Format the whole listing below as a two-column CSV with the headers instruction and boxes, one row for each labeling text paired with its coordinates, every field in double quotes and line breaks replaced by spaces. Leave the pictures out.

╔══

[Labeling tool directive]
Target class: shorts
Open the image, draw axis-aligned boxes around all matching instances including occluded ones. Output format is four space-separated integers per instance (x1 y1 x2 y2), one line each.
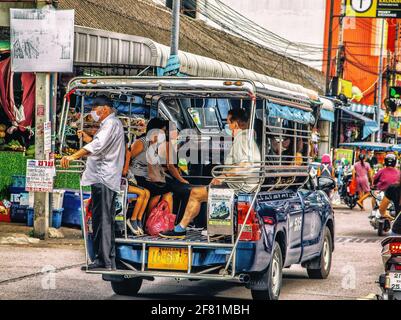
135 176 171 196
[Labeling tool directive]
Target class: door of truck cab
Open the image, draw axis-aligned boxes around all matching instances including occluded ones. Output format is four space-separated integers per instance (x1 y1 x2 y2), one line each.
298 189 325 260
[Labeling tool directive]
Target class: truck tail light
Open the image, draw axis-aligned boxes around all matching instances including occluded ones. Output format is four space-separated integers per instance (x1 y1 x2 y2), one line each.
390 242 401 255
237 202 261 241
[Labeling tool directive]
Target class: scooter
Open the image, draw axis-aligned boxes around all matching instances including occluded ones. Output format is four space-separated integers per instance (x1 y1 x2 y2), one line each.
378 236 401 300
368 190 396 237
338 170 358 209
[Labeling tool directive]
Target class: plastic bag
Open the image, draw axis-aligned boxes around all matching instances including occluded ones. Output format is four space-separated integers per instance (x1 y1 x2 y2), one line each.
145 200 175 236
331 190 341 206
349 178 357 196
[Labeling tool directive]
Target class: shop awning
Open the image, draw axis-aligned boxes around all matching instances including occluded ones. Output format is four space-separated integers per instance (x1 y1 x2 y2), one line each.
343 103 384 120
267 102 315 124
340 142 392 151
342 108 380 139
319 97 335 122
320 109 335 122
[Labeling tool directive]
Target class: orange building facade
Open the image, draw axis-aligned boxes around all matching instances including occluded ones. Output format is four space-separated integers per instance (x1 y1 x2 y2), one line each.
323 0 400 108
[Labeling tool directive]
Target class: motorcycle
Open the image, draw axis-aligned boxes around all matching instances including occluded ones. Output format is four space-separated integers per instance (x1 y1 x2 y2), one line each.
368 190 396 237
338 170 358 209
378 236 401 300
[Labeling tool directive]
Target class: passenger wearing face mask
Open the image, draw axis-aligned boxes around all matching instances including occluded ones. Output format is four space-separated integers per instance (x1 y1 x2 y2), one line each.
61 95 125 270
123 118 173 218
159 109 261 239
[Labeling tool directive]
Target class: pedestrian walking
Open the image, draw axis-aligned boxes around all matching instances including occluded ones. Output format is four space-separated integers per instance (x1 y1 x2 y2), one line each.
61 95 125 270
352 153 372 210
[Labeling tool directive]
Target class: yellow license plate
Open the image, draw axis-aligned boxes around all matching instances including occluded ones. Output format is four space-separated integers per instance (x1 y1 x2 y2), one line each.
148 247 188 270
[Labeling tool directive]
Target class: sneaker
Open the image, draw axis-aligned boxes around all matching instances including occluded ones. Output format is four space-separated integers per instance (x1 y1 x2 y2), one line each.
127 220 143 236
159 229 187 239
138 227 145 236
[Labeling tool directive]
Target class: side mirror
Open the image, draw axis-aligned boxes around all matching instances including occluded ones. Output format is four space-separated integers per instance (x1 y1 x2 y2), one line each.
317 177 336 191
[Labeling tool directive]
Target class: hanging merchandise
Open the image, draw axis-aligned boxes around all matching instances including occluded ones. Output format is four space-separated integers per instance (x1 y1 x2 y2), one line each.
0 58 35 139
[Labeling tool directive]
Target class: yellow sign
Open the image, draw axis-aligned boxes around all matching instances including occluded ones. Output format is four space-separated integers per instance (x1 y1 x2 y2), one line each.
148 247 189 270
334 149 354 163
338 79 352 99
345 0 377 18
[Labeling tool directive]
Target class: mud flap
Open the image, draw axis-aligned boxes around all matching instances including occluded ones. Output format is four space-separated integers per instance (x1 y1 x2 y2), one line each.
246 272 268 291
301 255 321 269
102 274 124 282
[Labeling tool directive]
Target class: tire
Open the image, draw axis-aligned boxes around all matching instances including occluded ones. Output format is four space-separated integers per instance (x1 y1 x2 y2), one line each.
111 277 143 297
306 227 333 279
251 241 283 300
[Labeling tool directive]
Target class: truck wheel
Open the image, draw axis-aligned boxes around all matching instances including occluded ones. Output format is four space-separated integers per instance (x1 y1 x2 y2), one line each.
251 241 283 300
111 277 143 296
306 227 333 279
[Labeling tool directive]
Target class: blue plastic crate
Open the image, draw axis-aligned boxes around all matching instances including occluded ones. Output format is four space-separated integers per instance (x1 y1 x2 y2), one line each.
11 203 28 222
26 208 35 227
11 175 26 190
26 208 64 229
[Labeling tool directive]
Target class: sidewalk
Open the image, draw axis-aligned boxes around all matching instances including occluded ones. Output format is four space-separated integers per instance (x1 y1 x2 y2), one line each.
0 222 83 247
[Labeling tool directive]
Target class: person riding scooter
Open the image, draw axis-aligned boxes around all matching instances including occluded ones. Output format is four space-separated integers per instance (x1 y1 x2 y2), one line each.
379 171 401 235
373 153 400 191
372 153 400 208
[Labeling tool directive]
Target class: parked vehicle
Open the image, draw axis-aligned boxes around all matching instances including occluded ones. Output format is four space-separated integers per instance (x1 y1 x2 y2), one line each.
60 77 335 300
368 190 396 237
379 236 401 300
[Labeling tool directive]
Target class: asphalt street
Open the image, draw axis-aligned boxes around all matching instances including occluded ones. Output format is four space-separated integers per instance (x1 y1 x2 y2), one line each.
0 202 383 300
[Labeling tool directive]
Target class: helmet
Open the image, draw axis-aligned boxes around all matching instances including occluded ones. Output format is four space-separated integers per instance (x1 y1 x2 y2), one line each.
322 153 331 164
384 153 397 167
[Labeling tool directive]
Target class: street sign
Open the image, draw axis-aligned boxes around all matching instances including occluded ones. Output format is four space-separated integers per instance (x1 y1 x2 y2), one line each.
10 9 74 72
158 55 180 77
388 87 401 112
345 0 401 18
25 160 55 192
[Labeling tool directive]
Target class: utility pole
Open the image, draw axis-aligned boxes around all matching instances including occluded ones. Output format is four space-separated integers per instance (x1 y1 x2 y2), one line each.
376 19 384 142
170 0 181 56
326 0 334 96
336 0 345 79
33 1 56 239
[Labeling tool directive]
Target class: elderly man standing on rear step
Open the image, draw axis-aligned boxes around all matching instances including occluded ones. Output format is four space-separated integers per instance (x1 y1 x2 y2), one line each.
159 109 261 239
61 95 125 270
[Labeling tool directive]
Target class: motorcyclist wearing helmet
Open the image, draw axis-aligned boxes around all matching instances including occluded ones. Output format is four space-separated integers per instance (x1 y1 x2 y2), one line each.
373 153 400 191
372 153 400 215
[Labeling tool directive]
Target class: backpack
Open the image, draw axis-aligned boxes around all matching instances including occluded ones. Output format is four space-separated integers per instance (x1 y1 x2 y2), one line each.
145 200 175 236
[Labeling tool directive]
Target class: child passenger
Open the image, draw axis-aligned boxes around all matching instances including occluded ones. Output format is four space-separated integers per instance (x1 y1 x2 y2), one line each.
123 135 150 236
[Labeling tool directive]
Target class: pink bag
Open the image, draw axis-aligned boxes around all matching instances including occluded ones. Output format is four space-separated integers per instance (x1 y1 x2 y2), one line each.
146 200 175 236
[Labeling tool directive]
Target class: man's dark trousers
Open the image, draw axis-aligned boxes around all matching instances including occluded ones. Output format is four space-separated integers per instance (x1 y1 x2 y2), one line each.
91 183 117 268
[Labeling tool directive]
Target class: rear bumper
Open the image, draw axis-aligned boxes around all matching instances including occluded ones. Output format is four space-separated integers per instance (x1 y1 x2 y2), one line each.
116 242 256 273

╚══

» **Complete answer**:
instruction,boxes
"[Labeling tool directive] Target class: shorts Open the image, draw axis-aligned boxes around all matching instances including occluded ones. Output format is four space-separated integers per instance (x1 y1 x2 y2), one line each.","135 176 171 196"
"[Labeling tool directive] Target class: door of truck cab Open the image, draw axis-aligned boxes around all matching instances including occluded ones. Output format is four space-separated integers per instance (x1 y1 x2 y2), one line each.","298 189 325 260"
"[Labeling tool directive] Target class: truck tail light Open the image, draw axis-aligned boxes around all matching instances including occluded ones. Output format is four space-separated integers per instance (x1 y1 x2 y2), one line each.","390 242 401 255 237 202 261 241"
"[Labeling tool directive] Target class: scooter Open the image, draw axis-aligned boxes around all matching instances including occluded ones. Output format is four space-separated integers per instance (x1 y1 x2 y2), one line each.","378 236 401 300 368 190 396 237 338 170 358 209"
"[Labeling tool directive] Target class: plastic bag Open the image, draw axis-aligned boxes around all matching instances including occluded ones. Output format is four space-separated integers per instance (x1 y1 x2 y2), one line each.","145 200 175 236 331 190 341 206 349 178 357 196"
"[Labeling tool directive] Target class: shop awning Open the image, draw axis-aligned boxes around all matching instances including occluded ones. Output format is four space-separated integers per instance (x1 y1 x2 y2), one line each.","343 103 384 120 267 102 315 124 340 142 392 151 342 108 380 139 319 97 335 122 320 109 335 122"
"[Labeling tool directive] Target class: orange building facade Open the image, draw axis-aligned boxes around all matching instances including occluded ones. Output format is four space-separated integers per instance (x1 y1 x2 y2), one line each.","323 0 400 108"
"[Labeling tool directive] Target class: motorcycle Open the image, draw axis-aligned boxes around all matching instances including occluded ones. Output format is four space-separated integers per instance (x1 y1 x2 y2), one line each.","368 190 396 237 338 170 358 209 378 236 401 300"
"[Labeling tool directive] Target class: passenger wearing face mask Open the image, draw axis-aligned boxes around all matching instances including occluded ones. Output format is four space-separated integers per instance (x1 y1 x2 y2), one line each.","61 95 125 270 123 118 173 218 159 109 261 239"
"[Labeling tool directive] Target class: pedestrian walking Open the image, draw axis-aligned boxes around all matching instances including occluded ones. Output format is four space-separated integers per instance (x1 y1 x2 y2), one line each.","61 95 125 270 352 153 372 210"
"[Labeling tool directive] Target class: yellow license plate Open the image, draw axis-aligned boxes around all matching instances including occluded ones. Output format is four space-separated integers per instance (x1 y1 x2 y2), one line each.","148 247 188 270"
"[Labeling tool directive] Target class: sneaker Open the image, draw axis-aligned boxes around all matching instances including occluded ones. Output format is four space-separated integers per instance (x1 y1 x2 y2), one line each.","127 220 143 236 159 229 187 239 138 227 145 236"
"[Labeling tool directive] Target class: side mirror Open the image, draw axis-aligned boxes around all matching instances including occluded ones. Output format is four space-separated integers per instance (x1 y1 x2 y2), one line each.","317 177 336 191"
"[Labeling tool directive] Target class: hanging merchandise Open the image, draw axis-aligned boxes around all matching instances including occluded ones. Output format is four space-separated integers per instance (x1 y1 x2 y2), one line each.","0 58 35 139"
"[Labeling tool directive] Target class: yellow sign Open the image, draw axis-aligned boxes around all matching instances including occluded ones. Output format is four space-separated integers per instance (x1 y1 x2 y2), one line each.","148 247 189 270 334 149 354 163 338 79 352 99 345 0 377 18"
"[Labeling tool directive] Target class: mud flap Open the image, draw axis-aligned boxes around all matching instances including occluded ones. Output format is four space-separated integers per instance (x1 y1 x2 y2), one line each.","246 272 268 291 301 255 321 269 102 274 124 282"
"[Labeling tool directive] Target class: tire Open the image, draw axis-aligned boxes around all matching instances including occluded ones. Output format is four space-separated integers per instance (x1 y1 x2 y2), one line each.","111 277 143 297 306 227 333 279 251 241 283 300"
"[Labeling tool directive] Target class: truck wheel Open the image, draw axis-aligned boxes around all matching instances including occluded ones. Output format is four space-separated integers per instance (x1 y1 x2 y2), one line each.","251 241 283 300 111 277 143 296 306 227 333 279"
"[Labeling tool directive] Target class: blue plastic crate Open the image, draw axis-aligned boxes around all matching instances including occluded ones. Output format is four space-separated integers per instance (x1 y1 x2 y2), one line each.","11 203 28 222 26 208 35 227 11 175 26 190 26 208 64 229"
"[Labeling tool directive] Target class: sidewalk Open the image, draw axis-aligned boxes around all matching instances including occluded ones. Output format is four space-separated integers per instance (x1 y1 x2 y2), one line each.","0 222 83 247"
"[Labeling tool directive] Target class: person riding scooter Open the image, draw axis-aligned boxes around all matching instances including occluded ones. Output format is four space-separated integers per instance (x1 y1 x2 y2), one line each.","379 171 401 235 373 153 400 191 372 153 400 208"
"[Labeling tool directive] Target class: parked vehicle Open the image, draw axis-aligned boxes around all matching instances including occluded ones. Output format is four space-separated integers per instance (x1 y1 x2 y2), one line each.","60 77 335 300 368 190 396 237 379 236 401 300"
"[Labeling tool directive] Target class: asphalt street Open the image, draw axis-aligned boxes around all matching instances including occluded ones. Output format is four space-separated integers per instance (x1 y1 x2 y2), one line each.","0 202 383 300"
"[Labeling tool directive] Target class: helmet Open the image, draw axis-aligned boxes around all matching instances including occluded ones. Output format is four space-separated integers per instance (x1 y1 x2 y2), one line each.","322 153 331 164 384 153 397 167"
"[Labeling tool directive] Target class: street sign Open the image, draw axis-aligned boxes around all matching instances including occluded ones. Output format is four space-separated integers per instance (x1 y1 x2 y2), one line each.","10 9 74 72 158 55 180 77 388 87 401 112 345 0 401 18 25 160 55 192"
"[Labeling tool directive] Target class: utility pole Open the image, draw axis-aligned boxes around all matching instances including occluded ones. Output format is four space-separated integers per instance (x1 y1 x2 y2), one line each.","376 19 384 142 170 0 181 56 326 0 334 96 336 0 345 79 33 1 56 239"
"[Labeling tool directive] Target class: elderly man standing on rear step Open the image, draw axis-aligned boxes around all matching instances including occluded ones. Output format is four space-separated integers per instance (x1 y1 x2 y2), one line each.","159 109 261 239 61 95 125 270"
"[Labeling tool directive] Target class: motorcyclist wearing helmet Open the image, draw axis-aligned boxes around all matching instances including occluded ones. Output format is four space-separated integers per instance (x1 y1 x2 y2), one line each.","373 153 400 191 372 153 400 215"
"[Labeling tool directive] Target class: backpack Open the image, draw axis-aligned boxes around all matching instances including occluded ones. Output format is four space-separated integers per instance (x1 y1 x2 y2), one line each.","145 200 175 236"
"[Labeling tool directive] Target class: child passenger Open the image, draw axis-aligned boxes around all matching instances including occluded ones. Output format is four space-separated integers per instance (x1 y1 x2 y2), one line each.","123 135 150 236"
"[Labeling tool directive] Target class: pink bag Open the image, draw axis-aligned boxes around all matching instances including occluded ones. Output format is four space-separated integers per instance (x1 y1 x2 y2), one line each.","146 200 175 236"
"[Labeling tool directive] Target class: man's dark trousers Open the image, draw axis-aligned boxes around all matching instances including occluded ones. Output format is four space-separated integers per instance (x1 y1 x2 y2), one line each.","91 183 117 268"
"[Labeling tool directive] Target class: rear bumper Open the image, draw axis-aligned boxes around all matching instances including occluded ones. Output format is four space-separated integers per instance (x1 y1 x2 y2), one line each.","116 242 256 273"